(Location identification items)
>>

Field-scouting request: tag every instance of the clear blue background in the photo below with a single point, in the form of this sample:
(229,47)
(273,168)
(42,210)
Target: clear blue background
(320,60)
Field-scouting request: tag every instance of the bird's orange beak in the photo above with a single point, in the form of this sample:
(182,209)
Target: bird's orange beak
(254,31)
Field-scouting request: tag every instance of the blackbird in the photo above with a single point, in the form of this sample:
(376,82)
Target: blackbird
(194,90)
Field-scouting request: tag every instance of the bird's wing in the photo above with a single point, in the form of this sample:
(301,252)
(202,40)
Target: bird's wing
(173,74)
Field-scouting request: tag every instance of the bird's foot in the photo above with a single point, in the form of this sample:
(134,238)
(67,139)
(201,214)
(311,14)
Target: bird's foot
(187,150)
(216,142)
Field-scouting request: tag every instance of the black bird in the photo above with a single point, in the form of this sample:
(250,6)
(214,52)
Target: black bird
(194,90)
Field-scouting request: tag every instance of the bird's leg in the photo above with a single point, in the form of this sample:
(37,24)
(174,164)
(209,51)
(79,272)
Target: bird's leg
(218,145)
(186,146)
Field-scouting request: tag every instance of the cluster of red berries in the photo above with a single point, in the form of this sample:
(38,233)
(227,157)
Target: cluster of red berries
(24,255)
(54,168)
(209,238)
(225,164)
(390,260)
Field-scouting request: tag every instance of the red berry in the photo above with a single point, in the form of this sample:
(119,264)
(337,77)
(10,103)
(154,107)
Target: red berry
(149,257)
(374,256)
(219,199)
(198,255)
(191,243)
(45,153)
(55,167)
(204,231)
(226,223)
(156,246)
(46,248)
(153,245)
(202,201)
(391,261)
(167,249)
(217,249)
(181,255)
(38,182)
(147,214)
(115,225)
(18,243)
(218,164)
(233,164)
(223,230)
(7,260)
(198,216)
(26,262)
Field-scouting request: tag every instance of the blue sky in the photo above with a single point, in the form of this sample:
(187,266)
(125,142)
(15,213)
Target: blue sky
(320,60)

<<

TASK OBJECTIVE:
Copy out the rows word for word, starting at the line that contains "Field-scouting request: tag every instance of the blue" and continuing through the last row above.

TASK OUTPUT:
Field-scouting request: tag every instance of the blue sky in the photo above with a single point, in the form of this sample:
(187,266)
(125,142)
(15,213)
Target: blue sky
(320,60)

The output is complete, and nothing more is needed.